Dupe, on the other hand, is more reserved and introverted than most Nigerians. She enjoyed the solitude of content creation in Nigeria and continued when she arrived in Canada. She thinks Canada is well-suited for content creation, especially in the colder months when most people are indoors at home doing more activities. She noticed that in Canada, young people do things by themselves, especially DIY (Do It Yourself) projects. She says:

"I see people being their own carpenter, you know, building their homes, building their sofa or their furniture...If something happens to your appliance, you mostly likely go on YouTube to figure it out before you throw it out."

In Nigeria, there's someone to hire for any home project for not very much money.

Neighbours Feel Disconnected in Toronto: Dupe continues to be surprised how few people talk to each other who aren't family and friends in Toronto. In Nigeria, the community comes together when someone new arrives. The custom is to show kindness, where the community regularly meets in someone's home to discuss things.

In Toronto, Dupe jokingly says,

"Your phone will be your buddy. ..You have to start recording your voice. Everything that's going on in your head that you really want to talk about. You have neighbours, but you don't even know them. I'm telling you, we've been in this house for six months now and yesterday was like the first time that I really saw our landlady. ...They also have a child -- like a seven-year-old daughter. I don't even know her. You can be in this area for years and you won't even know your neighbours."

Dupe's goal is to complete her studies at George Brown and work in her field like her husband. Her main focus is to care for her baby as a new mother and continue her part-time side hustle as a creator for her YouTube channel, Saintdupsie {Dupe}. She plans to explore brand partnerships this year and currently makes money from Google ads and affiliate marketing.


📜 Diversity Crucial for Shaping Future of AI In December, Congressional Black Caucus (CBC) Chairs Rep. Emanuel Cleaver and Barbara Lee sent a letter to OpenAI, addressed to CEO Sam Altman and the Board of Directors. They expressed concerns over the lack of racial and gender diversity on its board. They wrote that "OpenAI is a non-profit public institution created to ensure that AI benefits all of humanity, is now composed exclusively of white men."

🤝 Open AI responded acknowledging the importance of diversity and stated that building a diverse board was one of its top priorities. Rep. Emanuel Cleaver was disappointed by OpenAI's response and wanted a more concrete response like, "we are trying right now to look across the ethnic, racial and gender barriers, and we hope to be moving in the direction of higher inclusivity".

💡Why it matters? Diversity and inclusion will shape the future of AI so that technological advancements benefit all people equally.

📘  New book Addresses AI Bias: The Intersection of Race and Technology: MIT researcher and author, Dr. Joy Buolamwini, has a new book, called Unmasking AI: My Mission to Protect What is Human in a World of Machines. Time named her one of the 100 most influential people in AI in 2023. Buolamwini, is a Ghanaian-American-Canadian computer scientist and digital activist, and founded the Algorithmic Justice League (AJL) in 2016.

🔍Buolamwini's book covers topics about the dangers of AI facial recognition software that reinforces racial bias when used by law enforcement. She appeared in the Netflix documentary, Coded Bias, where she investigates the bias in algorithms and uncovered flaws in facial recognition technology that couldn't detect her face because of her skin color. In addressing the tech industry challenges with an intersectional view, Buolamwini says, “We cannot have racial justice without algorithmic justice.”

💡 Why it matters? Algorithmic discrimination in AI has significant implications for society. Discourse is necessary for responsible development and governance of AI technologies.

* Records from a data collection
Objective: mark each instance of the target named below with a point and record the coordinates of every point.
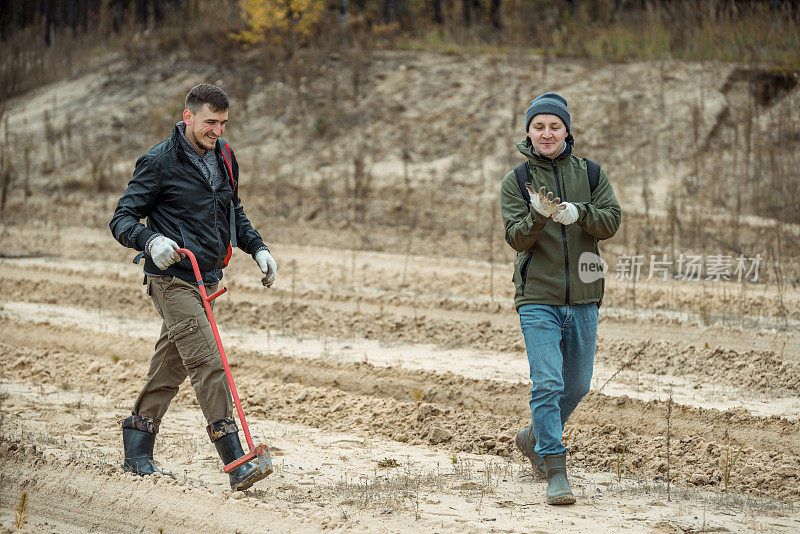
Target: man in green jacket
(559, 286)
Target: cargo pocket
(191, 341)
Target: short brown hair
(206, 93)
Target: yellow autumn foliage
(277, 19)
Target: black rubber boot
(525, 442)
(558, 490)
(138, 440)
(229, 449)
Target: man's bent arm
(523, 225)
(600, 217)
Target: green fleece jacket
(546, 270)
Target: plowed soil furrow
(469, 415)
(373, 279)
(761, 370)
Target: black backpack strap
(523, 176)
(594, 173)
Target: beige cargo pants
(186, 347)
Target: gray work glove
(268, 266)
(162, 250)
(568, 215)
(543, 202)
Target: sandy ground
(385, 368)
(383, 414)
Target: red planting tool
(260, 452)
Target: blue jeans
(560, 341)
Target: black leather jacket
(171, 191)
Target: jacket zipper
(523, 272)
(213, 197)
(563, 232)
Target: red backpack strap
(228, 160)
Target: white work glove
(162, 250)
(568, 215)
(543, 202)
(268, 266)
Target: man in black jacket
(187, 187)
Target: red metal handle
(217, 293)
(210, 315)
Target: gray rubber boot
(230, 448)
(525, 442)
(138, 440)
(558, 490)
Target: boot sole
(245, 484)
(561, 499)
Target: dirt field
(383, 415)
(385, 368)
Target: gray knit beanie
(550, 104)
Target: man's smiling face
(548, 135)
(204, 126)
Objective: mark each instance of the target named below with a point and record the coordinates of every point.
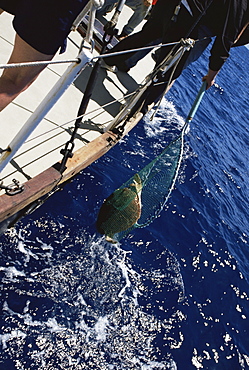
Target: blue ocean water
(174, 295)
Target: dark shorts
(43, 24)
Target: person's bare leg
(15, 80)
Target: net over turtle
(121, 210)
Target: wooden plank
(43, 183)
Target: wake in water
(91, 309)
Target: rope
(77, 60)
(34, 64)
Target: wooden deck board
(54, 130)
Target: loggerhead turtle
(121, 210)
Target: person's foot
(106, 66)
(122, 36)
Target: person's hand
(147, 3)
(210, 78)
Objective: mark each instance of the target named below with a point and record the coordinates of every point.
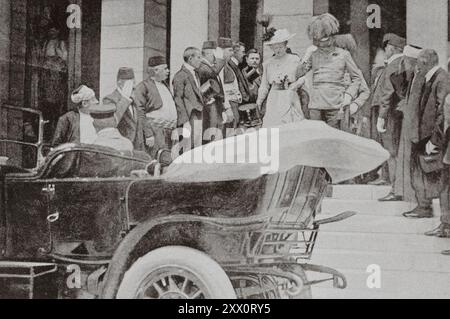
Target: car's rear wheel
(175, 273)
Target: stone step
(395, 261)
(381, 242)
(359, 192)
(380, 224)
(367, 294)
(404, 284)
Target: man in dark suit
(443, 231)
(427, 136)
(76, 126)
(128, 116)
(234, 78)
(253, 73)
(155, 100)
(390, 119)
(188, 97)
(208, 72)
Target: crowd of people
(223, 87)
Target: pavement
(381, 253)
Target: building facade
(115, 33)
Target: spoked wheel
(176, 273)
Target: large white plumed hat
(83, 93)
(280, 36)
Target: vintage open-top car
(91, 222)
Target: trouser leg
(328, 116)
(196, 122)
(332, 119)
(419, 184)
(445, 199)
(315, 115)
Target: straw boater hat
(280, 36)
(83, 93)
(323, 26)
(412, 51)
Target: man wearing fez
(253, 72)
(76, 126)
(188, 97)
(106, 126)
(232, 79)
(444, 228)
(428, 137)
(208, 73)
(156, 101)
(389, 121)
(129, 117)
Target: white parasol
(306, 143)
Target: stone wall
(189, 28)
(155, 37)
(427, 26)
(294, 16)
(5, 19)
(122, 40)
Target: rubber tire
(198, 263)
(306, 292)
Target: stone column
(156, 32)
(189, 27)
(427, 26)
(360, 32)
(294, 16)
(5, 20)
(213, 19)
(122, 41)
(321, 6)
(235, 19)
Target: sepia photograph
(224, 149)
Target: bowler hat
(394, 40)
(102, 110)
(280, 36)
(156, 60)
(125, 74)
(209, 45)
(225, 43)
(412, 51)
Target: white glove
(218, 53)
(297, 84)
(354, 108)
(227, 116)
(430, 148)
(309, 51)
(150, 142)
(347, 100)
(380, 125)
(127, 89)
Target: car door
(26, 207)
(88, 216)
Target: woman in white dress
(280, 83)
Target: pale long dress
(283, 106)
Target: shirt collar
(430, 73)
(393, 58)
(189, 67)
(108, 130)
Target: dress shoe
(419, 213)
(443, 231)
(391, 198)
(379, 182)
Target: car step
(20, 280)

* TO DO
**a)** Using the newsletter excerpt, decide whether each statement agrees with it: (i) Dupe and her household have been in their Toronto house for six months; (ii) the Congressional Black Caucus chairs sent their letter to OpenAI in November; (iii) Buolamwini founded the Algorithmic Justice League in 2016. Answer yes or no for each and quote the deciding words.
**b)** Answer these questions from the newsletter excerpt:
(i) Where does Dupe aim to complete her studies?
(ii) To whom was the letter to OpenAI addressed?
(iii) What is the title of Dr. Joy Buolamwini's new book?

* ANSWERS TO THIS EXERCISE
**a)**
(i) Yes: "we've been in this house for six months now"
(ii) No: "In December, Congressional Black Caucus (CBC) Chairs Rep. Emanuel Cleaver and Barbara Lee sent a letter to OpenAI"
(iii) Yes: "founded the Algorithmic Justice League (AJL) in 2016"

**b)**
(i) George Brown
(ii) CEO Sam Altman and the Board of Directors
(iii) Unmasking AI: My Mission to Protect What is Human in a World of Machines